Set task ::
Put every line of the data below into a numbered list, leaving out any blank lines.

Data rows ::
________________________________________

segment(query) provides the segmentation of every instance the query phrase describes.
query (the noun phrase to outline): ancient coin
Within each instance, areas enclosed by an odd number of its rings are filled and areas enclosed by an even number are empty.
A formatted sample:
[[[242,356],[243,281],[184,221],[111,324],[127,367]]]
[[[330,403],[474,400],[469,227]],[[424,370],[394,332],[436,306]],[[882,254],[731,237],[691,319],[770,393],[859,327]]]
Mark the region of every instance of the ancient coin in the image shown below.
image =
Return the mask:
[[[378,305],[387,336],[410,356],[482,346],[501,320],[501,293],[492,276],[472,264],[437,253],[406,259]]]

________________________________________

Response for this exercise ::
1. segment(query) provides the segmentation of every instance the query phrase describes.
2. query (the noun phrase to outline): ancient coin
3. Within each instance, areas enclosed by an odd number of its rings are filled and areas enclosed by an even number are empty.
4. A formatted sample:
5. [[[242,356],[243,281],[184,221],[111,324],[127,367]]]
6. [[[330,403],[474,400],[469,227]],[[424,370],[394,332],[436,306]],[[882,254],[731,237],[691,319],[770,393],[859,327]]]
7. Mark the region of every instance of the ancient coin in the image shown below.
8. image =
9. Return the mask:
10. [[[378,305],[387,336],[410,356],[482,346],[501,320],[501,293],[492,276],[472,264],[437,253],[406,259]]]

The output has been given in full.